Polynomial Regression

What is Polynomial Regression?

Polynomial Regression extends linear regression by modeling the relationship between variables as an nth-degree polynomial. Instead of fitting a straight line, it fits a curve to the data, allowing you to capture non-linear patterns.

For example, a degree 2 (quadratic) polynomial includes terms like x, x², while degree 3 (cubic) includes x, x², x³. The model can fit U-shaped curves, S-curves, and other complex patterns.

When to Use Polynomial Regression

Non-Linear Relationships: When data shows curved or non-linear patterns
U-Shaped Patterns: When relationship increases then decreases (or vice versa)
Growth Curves: Modeling accelerating or decelerating growth
Simple Curves: When relationship is smoothly curved but not highly complex
Feature Engineering: Creating polynomial features for other models

How to Use in Bread

Load Your Data: Import a CSV file with your dataset
Visualize First: Plot your data to identify non-linear patterns
Select Target Variable: Choose the continuous variable you want to predict
Choose Features: Select predictor variables (works best with fewer features)
Set Polynomial Degree: Choose degree (typically 2-4; higher risks overfitting)
Run Model: Click "Polynomial Regression" and review the fit
Check Metrics: Review R² and RMSE on training and test data

Understanding the Output

R² Score: Proportion of variance explained (higher is better, but watch for overfitting)

TO DO:
1/ Repeat the passage of the polynomial regression page starting with "How to Use in" and going on through "with fewer features)".
2/ Answer these questions from the polynomial regression page:
(a) What terms does a degree 3 (cubic) polynomial include?
(b) What range of polynomial degree is typically chosen?
(c) Which two metrics should be reviewed on training and test data?
Rely only on the polynomial regression page for your answers.

DATA:
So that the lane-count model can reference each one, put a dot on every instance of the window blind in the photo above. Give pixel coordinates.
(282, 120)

ANSWER SET:
1/
How to Use in Bread

Load Your Data: Import a CSV file with your dataset
Visualize First: Plot your data to identify non-linear patterns
Select Target Variable: Choose the continuous variable you want to predict
Choose Features: Select predictor variables (works best with fewer features)

2/
(a) x, x², x³
(b) 2-4
(c) R² and RMSE